Set down the full listing exactly as given. Any pictures are to be left out.
## START STORED DATA
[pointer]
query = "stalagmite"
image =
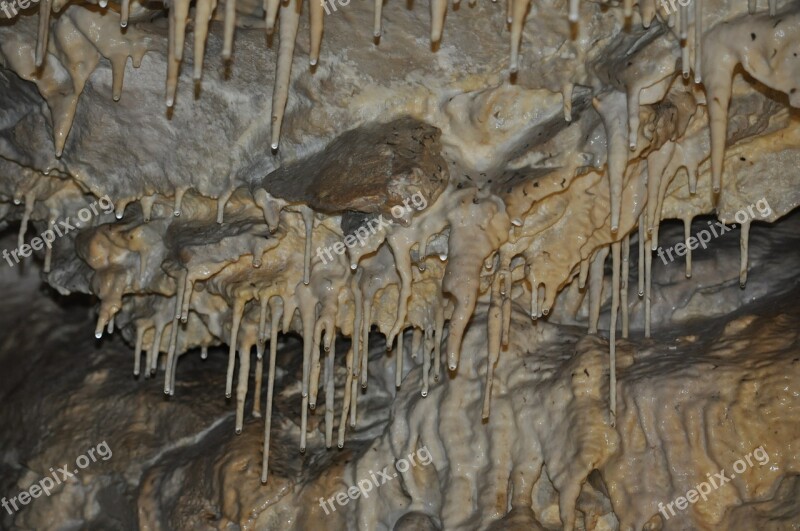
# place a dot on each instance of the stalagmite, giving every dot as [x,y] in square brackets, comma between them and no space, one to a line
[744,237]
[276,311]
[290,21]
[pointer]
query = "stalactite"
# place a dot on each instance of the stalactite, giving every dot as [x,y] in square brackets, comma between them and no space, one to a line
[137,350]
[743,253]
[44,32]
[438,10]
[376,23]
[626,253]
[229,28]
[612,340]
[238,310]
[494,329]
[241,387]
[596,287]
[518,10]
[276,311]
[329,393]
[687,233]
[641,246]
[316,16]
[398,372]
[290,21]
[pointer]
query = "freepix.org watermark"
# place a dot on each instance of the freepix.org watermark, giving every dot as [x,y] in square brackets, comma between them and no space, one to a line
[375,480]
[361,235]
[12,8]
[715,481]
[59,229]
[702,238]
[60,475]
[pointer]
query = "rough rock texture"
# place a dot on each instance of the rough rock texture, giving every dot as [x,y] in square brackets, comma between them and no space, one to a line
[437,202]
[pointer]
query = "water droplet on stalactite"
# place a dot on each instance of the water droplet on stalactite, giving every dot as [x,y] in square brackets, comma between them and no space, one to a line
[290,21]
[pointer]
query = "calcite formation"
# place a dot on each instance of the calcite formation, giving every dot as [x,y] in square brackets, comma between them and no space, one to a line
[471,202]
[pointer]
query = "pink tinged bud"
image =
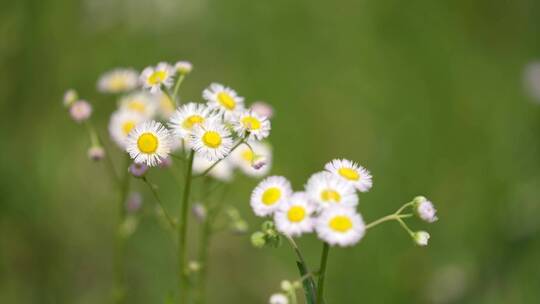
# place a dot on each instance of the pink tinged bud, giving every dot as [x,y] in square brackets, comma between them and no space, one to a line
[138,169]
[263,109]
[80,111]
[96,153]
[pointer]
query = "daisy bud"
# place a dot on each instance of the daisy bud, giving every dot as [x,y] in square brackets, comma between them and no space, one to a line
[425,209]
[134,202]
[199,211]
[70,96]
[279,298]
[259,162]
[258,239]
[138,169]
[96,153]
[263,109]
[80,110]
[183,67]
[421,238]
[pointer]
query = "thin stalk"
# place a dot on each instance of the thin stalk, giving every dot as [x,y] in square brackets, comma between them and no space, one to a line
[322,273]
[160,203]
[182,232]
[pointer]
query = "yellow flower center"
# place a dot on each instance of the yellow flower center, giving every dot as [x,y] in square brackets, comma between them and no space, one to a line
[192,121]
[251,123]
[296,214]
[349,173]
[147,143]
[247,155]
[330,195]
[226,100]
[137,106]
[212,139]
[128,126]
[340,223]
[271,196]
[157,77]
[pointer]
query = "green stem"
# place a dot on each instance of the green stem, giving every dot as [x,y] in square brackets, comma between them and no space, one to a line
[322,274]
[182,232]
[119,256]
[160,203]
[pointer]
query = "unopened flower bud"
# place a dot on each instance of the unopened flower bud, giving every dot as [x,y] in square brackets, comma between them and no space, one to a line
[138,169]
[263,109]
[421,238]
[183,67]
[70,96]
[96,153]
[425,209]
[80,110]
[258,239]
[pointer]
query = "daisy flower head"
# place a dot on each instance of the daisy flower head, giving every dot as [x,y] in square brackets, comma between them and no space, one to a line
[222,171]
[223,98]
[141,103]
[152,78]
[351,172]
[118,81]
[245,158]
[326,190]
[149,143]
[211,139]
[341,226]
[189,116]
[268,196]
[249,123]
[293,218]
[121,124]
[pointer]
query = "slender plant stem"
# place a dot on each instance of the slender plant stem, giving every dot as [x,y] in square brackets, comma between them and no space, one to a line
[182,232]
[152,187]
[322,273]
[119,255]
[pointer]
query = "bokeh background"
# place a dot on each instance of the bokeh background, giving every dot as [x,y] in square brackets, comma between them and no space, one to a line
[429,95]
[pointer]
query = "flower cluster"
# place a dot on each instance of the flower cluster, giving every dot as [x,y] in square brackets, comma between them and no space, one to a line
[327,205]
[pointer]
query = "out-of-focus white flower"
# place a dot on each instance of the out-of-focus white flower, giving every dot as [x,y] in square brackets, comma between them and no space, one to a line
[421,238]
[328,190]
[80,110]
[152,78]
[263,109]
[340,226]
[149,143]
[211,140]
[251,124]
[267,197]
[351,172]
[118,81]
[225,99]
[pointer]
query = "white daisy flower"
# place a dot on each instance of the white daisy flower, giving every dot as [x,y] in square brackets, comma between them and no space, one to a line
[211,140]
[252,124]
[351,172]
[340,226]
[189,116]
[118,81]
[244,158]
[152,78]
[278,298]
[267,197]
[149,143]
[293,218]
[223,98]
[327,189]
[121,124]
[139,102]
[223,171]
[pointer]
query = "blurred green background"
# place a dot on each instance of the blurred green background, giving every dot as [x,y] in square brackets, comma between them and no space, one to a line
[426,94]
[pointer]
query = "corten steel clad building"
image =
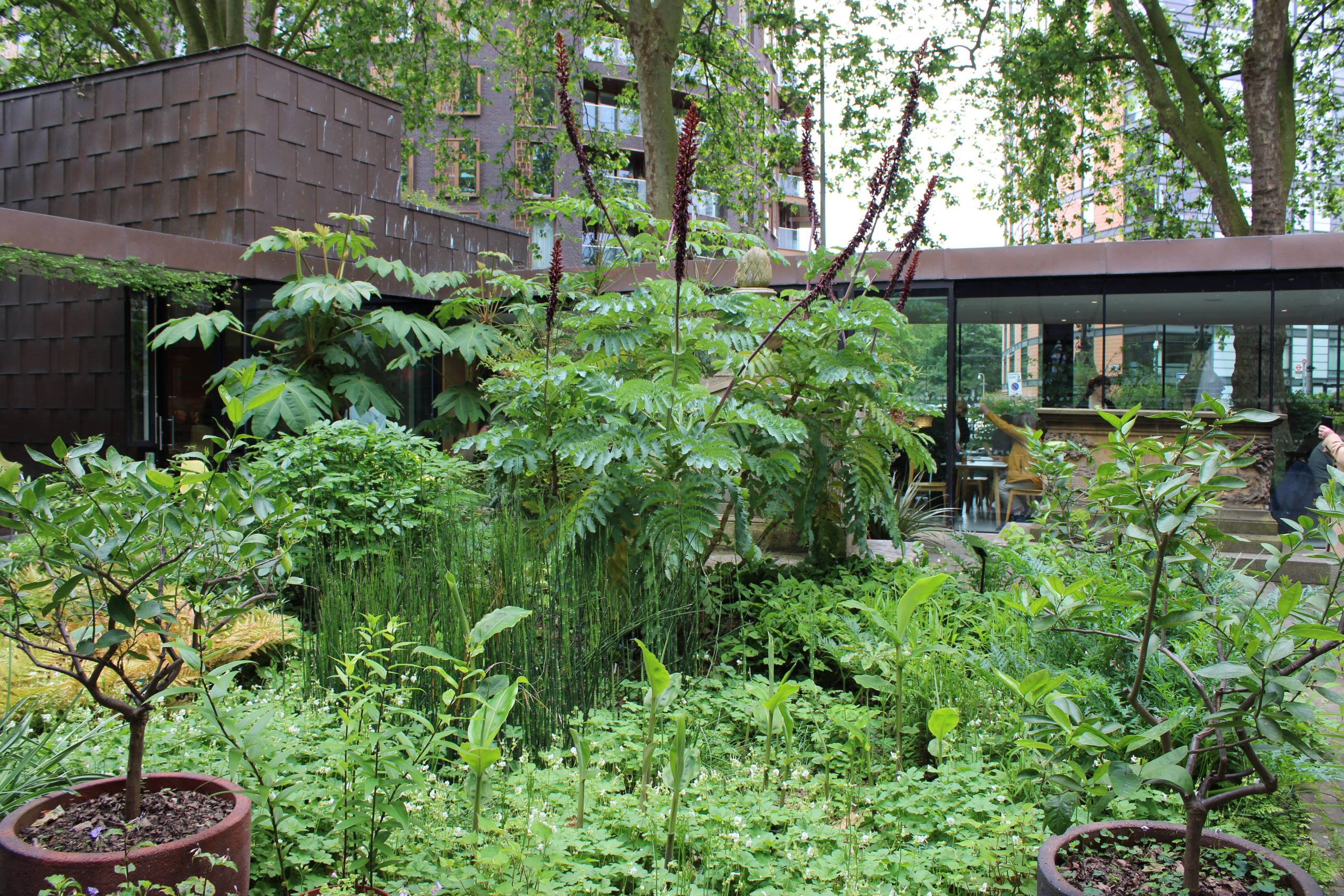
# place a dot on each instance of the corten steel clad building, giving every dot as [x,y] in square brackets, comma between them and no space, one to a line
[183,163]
## END STORED DATA
ANSWER TO THIS TASK
[pointer]
query = "stalagmite"
image =
# place a dot on each instance of the stalagmite, giving every dot as [x,y] in square brackets, comma between them and no space, one to a line
[744,237]
[276,311]
[290,21]
[pointer]
query = "stalactite"
# place a dot on each instance of the stalactite, giving every dot as [x,y] in square brackets, comma between them and no space, one to a line
[137,350]
[743,253]
[44,32]
[438,10]
[376,23]
[626,253]
[229,28]
[612,340]
[238,310]
[494,329]
[241,387]
[596,287]
[518,10]
[276,311]
[329,393]
[687,233]
[641,246]
[316,16]
[398,372]
[290,21]
[pointer]
query = "freepix.org watermark"
# place a dot on each instance of the freepix.org watermark, giving every dot as [x,y] in square brackets, comma between them and no space, one to a line
[375,480]
[361,235]
[12,8]
[715,481]
[59,229]
[702,238]
[60,475]
[pointer]
query = "rough rock texture"
# place a dot on each instance of the rough rock texture, giving every dot as [x,y] in square brackets, comma between them and no space, one to a line
[437,202]
[pointer]
query = "water droplet on stalactite"
# place a dot on each instance of the water droplet on stalactite, giving every dot as [x,y] in square brackets, comma between them and no space, one to a line
[290,21]
[pointer]
query = "calcite formation"
# place a dot on each instance of the calcite formation, giving every dot as [x,y] in square brackets, comma between them and no space, one to a line
[471,202]
[pointer]
query = "pink tinged bud"
image =
# place a dot on each instance of the pink tinged bud, giving every dot as [x,y] in square brackets, comma between them and no space, one to a line
[138,169]
[263,109]
[80,111]
[96,153]
[pointer]
query = "daisy bud"
# place a dot on each instance of the daisy bud, giving every dot as [x,y] in square brackets, comma between them and no space, one to a line
[425,209]
[134,202]
[199,211]
[70,96]
[279,298]
[259,162]
[258,239]
[138,169]
[96,153]
[263,109]
[80,110]
[183,67]
[421,238]
[pointer]
query = "thin stalk"
# place a dot on each instance of the thin stalk, giving every dot as [x,y] in square brackets, comma between them and no space, one to a line
[322,273]
[160,203]
[182,232]
[pointer]
query = "yellow flower center"
# place a dot on each instance of the yellow flower center, giving every dot as [x,y] in square brackets, comma between them and no space, one to a line
[192,121]
[251,123]
[296,214]
[349,173]
[147,143]
[247,155]
[330,195]
[226,100]
[137,106]
[212,139]
[128,126]
[340,223]
[271,196]
[157,77]
[pointer]
query = "green stem"
# place a dot on each instance of the green stem, giving every dot as [x,y] in square brackets, comma between them and no space, one to a line
[322,274]
[182,232]
[119,256]
[160,203]
[pointer]
query = "unopened flower bud"
# place a dot on each instance of the unopened flower bud, giving every dot as [x,y] in square brackets, comma between them and no space, one to a line
[138,169]
[263,109]
[421,238]
[183,67]
[70,96]
[96,153]
[425,209]
[80,110]
[258,239]
[pointer]
query = "daisy flower head"
# place a dot on each instance of the daisy flower head, giving every dot as [x,y] in square brackets, comma between them and no space, one to a line
[222,171]
[223,98]
[141,103]
[152,78]
[351,172]
[118,81]
[245,158]
[326,190]
[149,143]
[211,139]
[341,226]
[189,116]
[268,196]
[249,123]
[293,218]
[121,124]
[pointer]
query = "slender plant stem"
# place a dot on each instance of the slender plant stem, giving every dot as [x,y] in square brackets, comma between them and no space, one to a line
[182,232]
[152,187]
[322,273]
[119,255]
[pointer]
query = "bokeh background"
# place a dot on each instance of the bokeh background, giving every dot as [x,y] in square brackets, comma between them and no space, one to a line
[429,95]
[pointer]
query = "flower cluster"
# place a dot on each instance of the flower cluster, giving every dot as [x,y] in square brackets, comma between them and no space, one to a line
[327,205]
[pointer]
query = "out-of-focus white flower"
# place a dot on each instance of the out-of-focus white flower, giving every dot as [x,y] in square brackets, comma between them and no space, one to a line
[421,238]
[328,190]
[80,110]
[152,78]
[263,109]
[340,226]
[149,143]
[211,140]
[251,124]
[267,197]
[351,172]
[118,81]
[225,99]
[pointer]
query = "white daisy flower"
# place a dot on each instance of the white daisy flower, giving every dot as [x,y] in square brackets, comma between them and no space, one to a line
[211,140]
[252,124]
[351,172]
[340,226]
[189,116]
[118,81]
[244,158]
[152,78]
[278,298]
[267,197]
[149,143]
[293,218]
[223,98]
[327,189]
[121,124]
[139,102]
[223,171]
[pointer]
query = "blurred green background"
# place a dot on each instance of the blurred green background, giving every dot as [x,y] in square brackets, comma between them and no space, one to a line
[426,94]
[pointer]
query = "corten steel clad building"
image =
# place a dot on each instance of the corten steel clad building, giving every dot as [x,y] in square brackets, comma between them and no space, one to a line
[183,163]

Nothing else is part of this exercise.